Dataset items
::::::::::
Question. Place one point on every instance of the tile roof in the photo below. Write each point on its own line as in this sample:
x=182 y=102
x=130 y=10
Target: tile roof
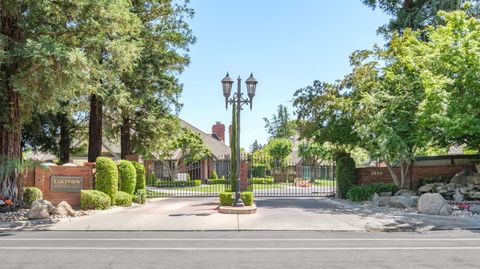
x=217 y=147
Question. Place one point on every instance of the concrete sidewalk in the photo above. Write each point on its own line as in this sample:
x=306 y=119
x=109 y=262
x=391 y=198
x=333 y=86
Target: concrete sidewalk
x=201 y=214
::::::::::
What needs to be done —
Copy every row above word for word, leaving out the pictures.

Written solution —
Question. Place one point on every instance of the tile roof in the photo below. Write each point on its own line as in this sample:
x=182 y=102
x=130 y=10
Target: tile roof
x=217 y=147
Question. Place one point on every instance of the concrete sidewalk in the photo above. Write each point on its own line as in this sample:
x=306 y=119
x=109 y=262
x=391 y=198
x=333 y=86
Target: concrete sidewalk
x=201 y=214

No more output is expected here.